Source extract:
┄┄┄┄┄┄

Homes More Affordable Than Ever?

23 Apr

Affordability at 40-year high

Judging housing affordability by the relationship between median home price, median family income and average mortgage interest rates, the National Association of Realtors (NAR) says that homes are the most affordable they’ve been since record-keeping was started more than 40 years ago.

According to the president of NAR, for the first time ever the affordability index has broken two hundred — meaning the average family has roughly twice the income required to purchase a median-priced home.

Owning less than renting

Marshall Vest, author of the the Eller College of Management’s 2012-2013 Economic Outlook Report (updated quarterly) notes that affordability in Tuscon, AZ in 2012 has been so high that on a monthly basis, owning a home can cost the same or even less than renting one.

It is still a tough market— tight credit for builders and buyers alike along with ongoing issues obtaining accurate appraisals continue to slow recovery and constrain the market to the most qualified and determined buyers.

(via The Arizona Daily Wildcat and Realty Times)


Improving Metro Markets On the Rise

16 Apr

There are now 35 states represented on the Improving Markets Index — tracked and reported by the National Association of Home Builders (NAHB) and First American Title Insurance.

To make the “improving market” list, a metropolitan area must show continuous improvement for six months in three areas:

  • Housing permits (data from U.S. Census Bureau)
  • Employment (data from the Bureau of Labor Statistics reports)
  • Home prices (data from Freddie Mac reports)

This month’s index shows 101 metro area markets on the list in 35 states — a significant increase from the 12 markets that appeared on the list last September when the index was launched. Of the markets on the list from the previous month (March), 88 stayed steady, while 11 areas were dropped and 13 areas added.

┄┄┄┄┄┄

Supplied data:

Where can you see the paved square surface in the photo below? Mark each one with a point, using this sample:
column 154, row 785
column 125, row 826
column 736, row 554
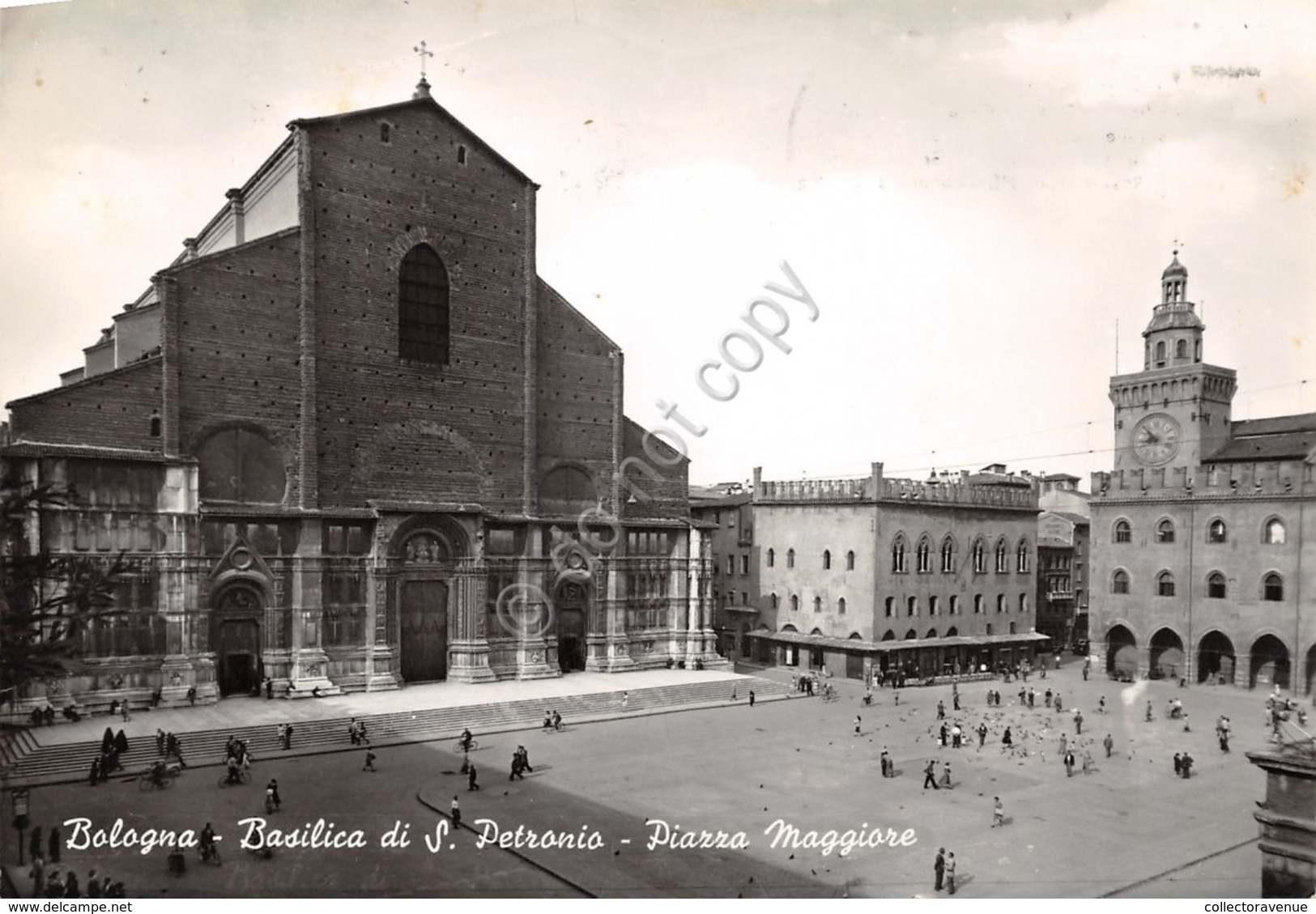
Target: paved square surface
column 1130, row 827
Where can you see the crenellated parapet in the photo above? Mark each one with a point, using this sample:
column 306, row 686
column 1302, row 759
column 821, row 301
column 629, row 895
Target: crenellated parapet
column 1269, row 480
column 878, row 488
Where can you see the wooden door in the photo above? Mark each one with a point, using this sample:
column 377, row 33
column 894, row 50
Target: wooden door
column 424, row 630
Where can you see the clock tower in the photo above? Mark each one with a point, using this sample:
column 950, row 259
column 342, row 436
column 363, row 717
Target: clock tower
column 1175, row 410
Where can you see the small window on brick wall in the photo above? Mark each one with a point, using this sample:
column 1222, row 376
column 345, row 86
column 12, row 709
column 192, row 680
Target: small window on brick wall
column 423, row 311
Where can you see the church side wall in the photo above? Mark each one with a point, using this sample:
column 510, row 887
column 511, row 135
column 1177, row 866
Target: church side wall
column 109, row 410
column 575, row 392
column 237, row 341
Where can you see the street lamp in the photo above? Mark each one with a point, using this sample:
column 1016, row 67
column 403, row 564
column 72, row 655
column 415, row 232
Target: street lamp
column 19, row 798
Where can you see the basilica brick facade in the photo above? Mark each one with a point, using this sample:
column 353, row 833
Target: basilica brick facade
column 351, row 440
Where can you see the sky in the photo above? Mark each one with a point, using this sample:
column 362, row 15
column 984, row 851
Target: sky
column 979, row 198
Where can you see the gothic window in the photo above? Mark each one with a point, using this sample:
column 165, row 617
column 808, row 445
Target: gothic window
column 922, row 555
column 240, row 466
column 1273, row 588
column 1273, row 534
column 423, row 309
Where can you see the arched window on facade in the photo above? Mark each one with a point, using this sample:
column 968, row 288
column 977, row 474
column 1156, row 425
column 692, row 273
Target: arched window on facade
column 924, row 555
column 1273, row 534
column 1120, row 581
column 423, row 307
column 1273, row 588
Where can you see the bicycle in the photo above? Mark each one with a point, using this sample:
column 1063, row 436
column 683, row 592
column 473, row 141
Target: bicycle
column 153, row 780
column 210, row 855
column 244, row 776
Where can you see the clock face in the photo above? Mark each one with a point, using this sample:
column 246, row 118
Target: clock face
column 1156, row 440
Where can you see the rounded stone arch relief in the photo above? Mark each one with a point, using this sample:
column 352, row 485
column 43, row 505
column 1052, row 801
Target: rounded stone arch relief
column 241, row 463
column 428, row 539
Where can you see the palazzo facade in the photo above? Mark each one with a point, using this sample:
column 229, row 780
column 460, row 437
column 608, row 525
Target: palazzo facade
column 351, row 440
column 1204, row 533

┄┄┄┄┄┄

Work to be completed: List each area in which, according to the housing market text, a metropolitan area must show six months of continuous improvement to make the "improving market" list, and give the data source named for each. The records come from a separate source and are unrelated to the housing market text.

Output for this task:
- Housing permits: U.S. Census Bureau
- Employment: Bureau of Labor Statistics reports
- Home prices: Freddie Mac reports